İlk tuğla yanlış konursa, duvar doğru örülür mü?

Partili Cumhurbaşkanı COVİD-19 pandemi belası ile mücadele aşamasında bile, yurttaşların gönüllülük bağlamında yapacağı yardımlaşmayı da bloke etti. Hükümet olarak kendi kontrolüne alıyor! Partili belediye başkanları ile yaptığı toplantıda; “bunu fırsata çevirmeliyiz” dedi.
Oysa kendisi, devleti temsil eder.

Devlet ise, ayırım yapmaz. Bütün yurttaşları aynı gözle görür. Vergi toplar ve bununla yurttaşın gerek duyacağı ihtiyaç ve hizmetleri ifa eder. Bunu yaparken; anayasa gereği eşitlik ilkesine uyar.

Korona gibi olağanüstü durumlarda, devlet, varlığını ihtiyaç ölçüsünde yurttaşa geçimlik verir.
Herkesin “evde kal” isteğiyle içeri tıkıldığı bu zamanda, iaşenin sağlanması için gerekli olan nakit ihtiyaç; devlet tarafından sağlanır.
 Amerika’dan Japonya’ya, İngiltere’den Rusya’ya; dünyadaki bütün devletlerin yaptığını yapması gerekir. Sokağa çıkılmamasını isteyen Amerika 2 trilyon, Almanya 834milyar, İngiltere 397 milyar, Fransa 380 milyar dolar yurttaşlarına tahsis etti.

Türkiye ise, ancak 15 milyon dolar tutarı olan 100 milyar lira ayırdığını duyurdu. Ardından da mendil açar gibi, “iban” numarası açtı.
Çünkü kasa tamtakırdı. Merkez Bankası ihtiyat (kefen) parasından deprem için toplanan yardım parasına; İşsizlik fonundan 1997’de bir defaya mahsus çıkarılıp devamlı hale getirilen deprem vergisine kadar, eser kalmamıştı. Varsa yoksa köprü, tünel, yol, hava alanı müteahhit garantilerine ve yandaş vakıflara aktarılarak eritilmişti.
Vaat edilen 100 milyar bile bulunamıyordu.

O nedenle; belediye gibi yerel yönetimlerin bağış-yardım kampanyaları yasaklandı; açıklanan “iban” hesabı zorunlu edildi.
Wuhan’da başladıktan dört ay sonra varlığı kabul edilen pandemi ile mücadele etmek gereği, ancak 18 Mart’taki ölüm üzerine, zorunlu olarak kabul edildi.
Ülke genelinde yapılması gereken ve alınacak önlemleri belirleme ile ilgili olarak bir istişare toplantısı düzenlendi. Partili Cumhurbaşkanı, hükümetten yana görmediklerini davet etmedi. Mücadelede öncelikli aktör olan Tabip Odası’na, Sağlık Çalışanları Sendikası’na gerek duyulmadı. Muhalefet ise, anılır değerde bile görülmedi.
Deprem felaketinde olduğu gibi, bu küresel salgınla mücadelede de kendinden olmayanların aklına, fikrine ve önerilerine gerek duyulmadı. Muhalefete saygı gösterilmedi; ötekileştirildi.    

 Bu haliyle de “birlik ve beraberlik” gerekliliği ifade edildi.

__Çıkarılan satırlar__
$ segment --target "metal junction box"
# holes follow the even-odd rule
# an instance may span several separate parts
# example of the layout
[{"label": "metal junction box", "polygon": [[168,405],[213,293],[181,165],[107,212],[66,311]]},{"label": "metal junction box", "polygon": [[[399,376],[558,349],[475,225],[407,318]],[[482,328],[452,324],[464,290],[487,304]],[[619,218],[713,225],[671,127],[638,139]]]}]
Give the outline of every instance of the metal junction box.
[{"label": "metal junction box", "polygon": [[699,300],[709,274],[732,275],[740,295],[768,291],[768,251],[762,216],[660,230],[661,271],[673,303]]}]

__Sorular ve görevler__
#1 Pandemi yazısında "Amerika’dan Japonya’ya, İngiltere’den" sözlerinden başlayıp "hesabı zorunlu edildi." sözlerine kadar, bu sözler de dahil olmak üzere, olan kısmı aynen yazın.
#2 Pandemi yazısına göre şu soruları cevaplayın:
(a) Almanya yurttaşlarına ne kadar para tahsis etti?
(b) Türkiye ayırdığını kaç lira olarak duyurdu?
(c) Pandemiyle mücadele gereği hangi tarihteki ölüm üzerine kabul edildi?
#3 Pandemi yazısına son cümlesinden sonrasıyla devam edin.
Satırlar, pandemi yazısından ayrı bir malzemedir.

__Görevlerin cevapları__
#1
Amerika’dan Japonya’ya, İngiltere’den Rusya’ya; dünyadaki bütün devletlerin yaptığını yapması gerekir. Sokağa çıkılmamasını isteyen Amerika 2 trilyon, Almanya 834milyar, İngiltere 397 milyar, Fransa 380 milyar dolar yurttaşlarına tahsis etti.

Türkiye ise, ancak 15 milyon dolar tutarı olan 100 milyar lira ayırdığını duyurdu. Ardından da mendil açar gibi, “iban” numarası açtı.
Çünkü kasa tamtakırdı. Merkez Bankası ihtiyat (kefen) parasından deprem için toplanan yardım parasına; İşsizlik fonundan 1997’de bir defaya mahsus çıkarılıp devamlı hale getirilen deprem vergisine kadar, eser kalmamıştı. Varsa yoksa köprü, tünel, yol, hava alanı müteahhit garantilerine ve yandaş vakıflara aktarılarak eritilmişti.
Vaat edilen 100 milyar bile bulunamıyordu.

O nedenle; belediye gibi yerel yönetimlerin bağış-yardım kampanyaları yasaklandı; açıklanan “iban” hesabı zorunlu edildi.

#2
(a) 834 milyar dolar.
(b) 100 milyar lira.
(c) 18 Mart.

#3
               Ama sorunların partizanlıkla değil; sen ben demeden el birliğiyle çözüleceği gerçeği kabul edilmiyordu!
               Her zaman yapıldığı gibi, ”sizden” ve “bizden” ayırımı ile birlik ve beraberlik ruhuna kurşun sıkıldı. 
               Pandemi ile mücadelede geç kalınmıştı. Şimdi de hükümetin başı, devletin başı olduğunu ıskalıyor. Kendi partisine ait olmayan belediyelerin ayağına değirmen taşı bağlıyor.

Onların bölgelerindeki ihtiyaç ve hizmetleri gidermekte yeterli olmasını engelliyor.

İlk tuğla da yanlış konularak doğru duvar örülmeye çalışılıyor.
356’ya yükselen korona kurbanlarına Allah’ın rahmetini okumaktan başka bir şey gelmiyor elden!

NEDEN 100 MİLYAR YETMEZ

Pandemi mücadelesinde dünya devletleri, halkın evden çıkmamasını en önemli önlem olarak görüyor. Türkiye de bu görüşe katıldığını açıkladı.
Evde kalmak; işe gitmemek, kazanmadan tüketmek demektir. O nedenle dünya devletleri, sosyal devlet olmalarının gereğini yerine getirdi. Hane başına nakit ödeme yapmak için ulusal bütçeden tahsisat ayırdı.

Türk Hükümeti, lafta kalan bir ödenek ayırdı. 82 milyon nüfus için ancak 15 milyar dolar (100 milyar lira) ödenek ayırdığını açıkladı.
Yardım toplama kampanyası başlatıldığına göre; bu paranın elde olmadığı anlaşılıyor. Kendi belediyeleri dışındakilerin bağış ve yardım toplamasını yasaklayarak; olası yardımları tek elde toplayıp vaat edilen rakamı temin amacı güdüldüğü anlaşılıyor. 

Mücadelede en öncelikli önlem “evde kal” ve “hijyen” ise; bunun gerçekleşmesi için sosyal devletin maliyeti karşılanması zorunlu değil midir?
Bunun için vaat edilen rakamın gerçek olduğunu var sayarsak, hangi ihtiyaçları ne ölçüde karşılayacağını; neye yeteceğini hesaplamak gerekir. 
İnternet bilgilerini esas alırsak; elektrik ile su abonelerin her birinin 29 milyon 430 olduğu görülüyor. Doğal gaz abone sayısı ise 14 milyon 162 bin kadardır. 

Devlet üç ay süreyle bu faturaları karşılayabilir. Ortalama olarak fatura başına elektrik için 100 lira olsa; bir ayda 2 milyar 943 milyon ve üç ayda 8 milyon 829 milyon lira ödeyecektir.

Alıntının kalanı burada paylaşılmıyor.